What you should do: Lay out the data from its first line through the line containing "box: [0, 149, 854, 792]", inclusive, as a numbered list, leaving out any blank lines.

=====

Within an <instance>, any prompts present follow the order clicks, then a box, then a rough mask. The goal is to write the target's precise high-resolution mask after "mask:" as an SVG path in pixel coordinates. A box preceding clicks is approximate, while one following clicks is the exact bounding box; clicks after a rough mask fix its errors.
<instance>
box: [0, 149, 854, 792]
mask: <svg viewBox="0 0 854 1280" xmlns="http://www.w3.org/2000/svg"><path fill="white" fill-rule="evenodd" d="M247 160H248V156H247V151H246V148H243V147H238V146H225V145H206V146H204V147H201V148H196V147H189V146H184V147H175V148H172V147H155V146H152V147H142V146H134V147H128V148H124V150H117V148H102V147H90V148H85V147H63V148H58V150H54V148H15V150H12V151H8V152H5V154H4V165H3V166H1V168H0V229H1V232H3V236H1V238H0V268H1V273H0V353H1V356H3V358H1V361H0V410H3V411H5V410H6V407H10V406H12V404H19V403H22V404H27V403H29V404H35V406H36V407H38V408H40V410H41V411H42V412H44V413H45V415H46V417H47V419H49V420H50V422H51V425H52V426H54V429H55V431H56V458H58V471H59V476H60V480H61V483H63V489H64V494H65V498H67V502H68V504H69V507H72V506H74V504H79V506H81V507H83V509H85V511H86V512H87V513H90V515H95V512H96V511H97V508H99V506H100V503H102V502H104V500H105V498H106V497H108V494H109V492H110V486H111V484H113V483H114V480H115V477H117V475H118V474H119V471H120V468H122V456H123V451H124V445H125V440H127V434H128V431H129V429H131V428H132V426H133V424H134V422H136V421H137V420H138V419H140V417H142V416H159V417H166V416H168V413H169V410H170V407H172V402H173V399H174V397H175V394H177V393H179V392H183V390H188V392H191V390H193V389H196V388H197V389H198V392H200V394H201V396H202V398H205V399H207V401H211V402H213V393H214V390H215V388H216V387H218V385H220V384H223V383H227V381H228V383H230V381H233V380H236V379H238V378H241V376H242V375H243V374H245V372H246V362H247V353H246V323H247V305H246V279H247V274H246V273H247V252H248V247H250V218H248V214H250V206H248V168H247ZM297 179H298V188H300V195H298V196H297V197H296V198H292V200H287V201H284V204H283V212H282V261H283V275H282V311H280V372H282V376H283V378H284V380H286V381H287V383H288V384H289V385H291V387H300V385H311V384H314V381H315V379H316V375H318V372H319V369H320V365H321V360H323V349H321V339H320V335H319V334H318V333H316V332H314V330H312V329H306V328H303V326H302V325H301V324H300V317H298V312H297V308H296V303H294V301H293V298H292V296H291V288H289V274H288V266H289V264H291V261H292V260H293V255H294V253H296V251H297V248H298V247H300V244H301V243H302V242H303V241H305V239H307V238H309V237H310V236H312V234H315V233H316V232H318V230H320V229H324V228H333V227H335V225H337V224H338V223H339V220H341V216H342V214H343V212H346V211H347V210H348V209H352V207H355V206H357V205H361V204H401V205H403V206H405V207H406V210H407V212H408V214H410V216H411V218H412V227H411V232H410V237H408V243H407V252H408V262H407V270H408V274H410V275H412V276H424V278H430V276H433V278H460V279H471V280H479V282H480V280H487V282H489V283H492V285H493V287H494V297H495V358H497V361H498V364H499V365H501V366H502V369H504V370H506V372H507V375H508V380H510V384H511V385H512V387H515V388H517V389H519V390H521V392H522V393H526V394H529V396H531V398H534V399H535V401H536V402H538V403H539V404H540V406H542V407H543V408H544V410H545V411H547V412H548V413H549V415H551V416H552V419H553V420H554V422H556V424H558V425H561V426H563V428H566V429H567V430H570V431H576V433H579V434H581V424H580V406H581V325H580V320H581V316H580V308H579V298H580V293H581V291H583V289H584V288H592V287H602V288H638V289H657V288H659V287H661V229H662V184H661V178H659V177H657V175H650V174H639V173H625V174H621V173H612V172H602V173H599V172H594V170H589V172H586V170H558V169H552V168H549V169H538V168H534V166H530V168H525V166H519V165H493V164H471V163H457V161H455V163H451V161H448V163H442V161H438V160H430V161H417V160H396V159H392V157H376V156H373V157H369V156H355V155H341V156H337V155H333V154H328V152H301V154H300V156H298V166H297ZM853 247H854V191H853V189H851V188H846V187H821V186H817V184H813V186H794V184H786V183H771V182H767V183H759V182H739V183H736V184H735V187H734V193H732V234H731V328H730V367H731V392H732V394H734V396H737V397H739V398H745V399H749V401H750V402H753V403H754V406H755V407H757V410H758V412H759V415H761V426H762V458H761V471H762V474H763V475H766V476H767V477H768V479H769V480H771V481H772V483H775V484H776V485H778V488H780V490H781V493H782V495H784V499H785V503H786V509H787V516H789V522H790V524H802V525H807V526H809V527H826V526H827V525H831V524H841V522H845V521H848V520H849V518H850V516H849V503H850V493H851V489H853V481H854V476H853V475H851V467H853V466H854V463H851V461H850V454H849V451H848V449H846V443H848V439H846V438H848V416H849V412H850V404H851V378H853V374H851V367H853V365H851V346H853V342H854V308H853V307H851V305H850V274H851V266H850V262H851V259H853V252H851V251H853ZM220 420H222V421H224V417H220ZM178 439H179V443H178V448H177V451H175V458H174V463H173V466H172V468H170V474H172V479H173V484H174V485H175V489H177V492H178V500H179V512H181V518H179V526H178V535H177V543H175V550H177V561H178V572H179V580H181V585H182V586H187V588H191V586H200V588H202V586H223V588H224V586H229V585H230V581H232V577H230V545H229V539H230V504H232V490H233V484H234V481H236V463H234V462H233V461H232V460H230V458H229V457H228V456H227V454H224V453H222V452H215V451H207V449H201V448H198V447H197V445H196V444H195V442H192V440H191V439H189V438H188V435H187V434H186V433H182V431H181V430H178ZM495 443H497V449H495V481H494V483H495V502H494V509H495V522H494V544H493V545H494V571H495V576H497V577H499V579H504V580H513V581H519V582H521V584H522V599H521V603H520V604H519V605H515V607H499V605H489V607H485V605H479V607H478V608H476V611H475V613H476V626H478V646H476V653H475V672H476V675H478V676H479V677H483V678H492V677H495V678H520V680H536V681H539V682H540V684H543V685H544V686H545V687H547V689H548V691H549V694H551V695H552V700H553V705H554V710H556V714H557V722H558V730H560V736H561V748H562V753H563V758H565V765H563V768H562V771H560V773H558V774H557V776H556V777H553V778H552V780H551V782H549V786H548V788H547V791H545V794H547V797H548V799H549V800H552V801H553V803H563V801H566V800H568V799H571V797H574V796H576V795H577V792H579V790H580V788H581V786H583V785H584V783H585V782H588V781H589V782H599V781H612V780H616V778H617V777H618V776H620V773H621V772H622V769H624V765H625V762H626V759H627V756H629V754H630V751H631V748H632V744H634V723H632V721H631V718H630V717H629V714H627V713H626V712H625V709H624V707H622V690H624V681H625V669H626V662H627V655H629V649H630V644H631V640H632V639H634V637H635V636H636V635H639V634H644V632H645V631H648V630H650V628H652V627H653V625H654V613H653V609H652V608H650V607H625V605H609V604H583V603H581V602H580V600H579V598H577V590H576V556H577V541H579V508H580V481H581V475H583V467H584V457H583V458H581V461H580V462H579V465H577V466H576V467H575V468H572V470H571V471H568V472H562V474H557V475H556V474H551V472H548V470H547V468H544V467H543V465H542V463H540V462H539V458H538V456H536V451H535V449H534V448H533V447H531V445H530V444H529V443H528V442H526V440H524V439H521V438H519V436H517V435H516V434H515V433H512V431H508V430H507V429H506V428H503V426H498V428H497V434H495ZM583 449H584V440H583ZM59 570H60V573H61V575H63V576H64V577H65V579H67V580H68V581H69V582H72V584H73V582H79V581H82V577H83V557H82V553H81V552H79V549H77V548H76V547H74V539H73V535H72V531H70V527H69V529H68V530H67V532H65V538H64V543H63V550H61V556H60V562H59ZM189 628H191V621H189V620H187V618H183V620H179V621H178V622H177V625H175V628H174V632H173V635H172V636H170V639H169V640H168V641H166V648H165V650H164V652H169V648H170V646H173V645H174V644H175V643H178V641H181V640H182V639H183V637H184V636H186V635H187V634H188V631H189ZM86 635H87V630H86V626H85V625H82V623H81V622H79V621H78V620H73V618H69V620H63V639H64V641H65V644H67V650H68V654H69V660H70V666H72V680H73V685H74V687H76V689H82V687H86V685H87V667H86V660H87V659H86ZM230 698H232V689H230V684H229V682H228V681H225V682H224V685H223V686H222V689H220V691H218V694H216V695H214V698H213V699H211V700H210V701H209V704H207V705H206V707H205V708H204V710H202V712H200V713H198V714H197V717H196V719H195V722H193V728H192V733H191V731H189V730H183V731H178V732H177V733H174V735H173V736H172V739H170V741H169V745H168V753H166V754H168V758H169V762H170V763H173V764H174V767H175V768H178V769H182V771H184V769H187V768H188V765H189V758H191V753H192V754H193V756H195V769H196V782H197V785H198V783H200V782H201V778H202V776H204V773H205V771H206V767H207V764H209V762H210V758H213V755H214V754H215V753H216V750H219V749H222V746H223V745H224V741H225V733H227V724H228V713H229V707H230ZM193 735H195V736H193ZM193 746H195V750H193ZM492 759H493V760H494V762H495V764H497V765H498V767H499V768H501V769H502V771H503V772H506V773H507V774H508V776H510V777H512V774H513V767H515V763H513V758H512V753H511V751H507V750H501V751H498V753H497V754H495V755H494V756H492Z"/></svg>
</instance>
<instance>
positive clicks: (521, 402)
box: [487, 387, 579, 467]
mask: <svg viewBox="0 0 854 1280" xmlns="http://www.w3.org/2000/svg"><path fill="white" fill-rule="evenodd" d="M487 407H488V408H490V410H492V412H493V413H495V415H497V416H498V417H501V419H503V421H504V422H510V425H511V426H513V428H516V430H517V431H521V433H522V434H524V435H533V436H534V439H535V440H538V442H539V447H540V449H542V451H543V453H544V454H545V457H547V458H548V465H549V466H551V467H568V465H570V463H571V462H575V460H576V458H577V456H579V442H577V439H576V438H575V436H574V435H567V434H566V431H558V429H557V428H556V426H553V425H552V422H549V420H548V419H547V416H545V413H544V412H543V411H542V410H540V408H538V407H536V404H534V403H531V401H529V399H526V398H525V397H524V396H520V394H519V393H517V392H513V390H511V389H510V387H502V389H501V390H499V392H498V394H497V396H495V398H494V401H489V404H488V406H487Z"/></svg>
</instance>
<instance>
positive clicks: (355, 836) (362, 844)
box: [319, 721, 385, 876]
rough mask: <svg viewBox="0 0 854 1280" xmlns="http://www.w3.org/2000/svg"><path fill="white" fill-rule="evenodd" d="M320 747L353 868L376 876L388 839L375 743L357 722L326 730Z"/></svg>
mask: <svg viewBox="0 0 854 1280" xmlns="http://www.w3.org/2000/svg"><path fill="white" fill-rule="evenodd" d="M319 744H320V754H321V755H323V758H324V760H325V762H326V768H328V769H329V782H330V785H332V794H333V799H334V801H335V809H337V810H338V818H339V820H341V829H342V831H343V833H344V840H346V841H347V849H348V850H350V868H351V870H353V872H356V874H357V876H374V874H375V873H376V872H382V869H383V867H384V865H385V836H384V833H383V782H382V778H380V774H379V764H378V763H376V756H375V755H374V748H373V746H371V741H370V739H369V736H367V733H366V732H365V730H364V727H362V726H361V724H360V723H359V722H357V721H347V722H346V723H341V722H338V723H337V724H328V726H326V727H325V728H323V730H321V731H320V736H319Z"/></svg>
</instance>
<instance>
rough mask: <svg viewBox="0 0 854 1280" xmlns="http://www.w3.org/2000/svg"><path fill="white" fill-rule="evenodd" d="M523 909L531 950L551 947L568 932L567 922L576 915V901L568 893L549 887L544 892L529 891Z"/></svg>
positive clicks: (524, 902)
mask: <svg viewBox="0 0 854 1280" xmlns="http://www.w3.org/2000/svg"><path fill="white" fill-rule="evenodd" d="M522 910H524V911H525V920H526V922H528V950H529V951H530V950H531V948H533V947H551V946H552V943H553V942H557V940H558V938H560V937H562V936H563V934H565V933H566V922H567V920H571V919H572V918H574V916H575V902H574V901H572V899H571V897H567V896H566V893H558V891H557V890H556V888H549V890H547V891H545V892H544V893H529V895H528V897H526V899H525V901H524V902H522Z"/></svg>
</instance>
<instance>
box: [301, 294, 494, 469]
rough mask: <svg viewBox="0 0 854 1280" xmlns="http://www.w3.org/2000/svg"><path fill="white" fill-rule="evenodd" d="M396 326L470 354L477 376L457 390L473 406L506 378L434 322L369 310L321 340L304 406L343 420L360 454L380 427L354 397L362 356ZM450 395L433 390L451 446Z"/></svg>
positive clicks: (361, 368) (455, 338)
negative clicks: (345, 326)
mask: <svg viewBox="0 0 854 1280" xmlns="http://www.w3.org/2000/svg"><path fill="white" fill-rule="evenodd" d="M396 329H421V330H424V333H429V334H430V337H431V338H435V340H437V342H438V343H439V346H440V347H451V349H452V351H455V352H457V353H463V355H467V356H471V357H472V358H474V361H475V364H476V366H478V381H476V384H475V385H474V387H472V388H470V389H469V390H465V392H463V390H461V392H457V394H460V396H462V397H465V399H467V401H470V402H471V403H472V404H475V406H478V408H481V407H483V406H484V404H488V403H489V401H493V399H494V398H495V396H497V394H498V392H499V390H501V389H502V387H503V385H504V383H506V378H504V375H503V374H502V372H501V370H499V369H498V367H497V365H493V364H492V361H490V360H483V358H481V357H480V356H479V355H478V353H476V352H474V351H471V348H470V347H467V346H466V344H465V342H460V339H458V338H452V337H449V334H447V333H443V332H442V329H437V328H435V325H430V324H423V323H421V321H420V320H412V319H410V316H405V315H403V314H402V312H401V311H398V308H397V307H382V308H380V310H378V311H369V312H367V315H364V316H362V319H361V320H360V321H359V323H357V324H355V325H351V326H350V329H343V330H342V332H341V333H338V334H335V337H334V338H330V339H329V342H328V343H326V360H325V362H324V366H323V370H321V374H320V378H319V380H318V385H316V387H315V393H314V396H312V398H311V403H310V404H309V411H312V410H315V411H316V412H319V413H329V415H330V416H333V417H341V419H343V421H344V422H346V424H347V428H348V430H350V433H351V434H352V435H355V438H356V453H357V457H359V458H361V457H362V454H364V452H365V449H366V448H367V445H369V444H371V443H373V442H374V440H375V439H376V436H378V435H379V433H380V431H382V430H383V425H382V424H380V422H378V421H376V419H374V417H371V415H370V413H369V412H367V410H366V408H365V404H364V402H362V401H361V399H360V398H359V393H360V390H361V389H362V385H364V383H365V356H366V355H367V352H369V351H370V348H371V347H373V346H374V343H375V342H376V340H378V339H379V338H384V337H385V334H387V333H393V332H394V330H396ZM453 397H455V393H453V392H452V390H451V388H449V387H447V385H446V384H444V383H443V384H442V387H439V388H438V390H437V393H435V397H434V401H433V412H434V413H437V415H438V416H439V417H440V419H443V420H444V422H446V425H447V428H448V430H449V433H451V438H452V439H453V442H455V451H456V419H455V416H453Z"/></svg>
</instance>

=====

Solution to this problem:
1. Within an <instance>, any prompts present follow the order clicks, then a box, then a rough mask. The goal is to write the target's precise high-resolution mask after "mask:" as an SVG path in pixel coordinates. A box preceding clicks is approximate, while one following clicks is the exact bounding box; clicks after a rough mask fix its errors.
2. <instance>
3. box: [0, 149, 854, 792]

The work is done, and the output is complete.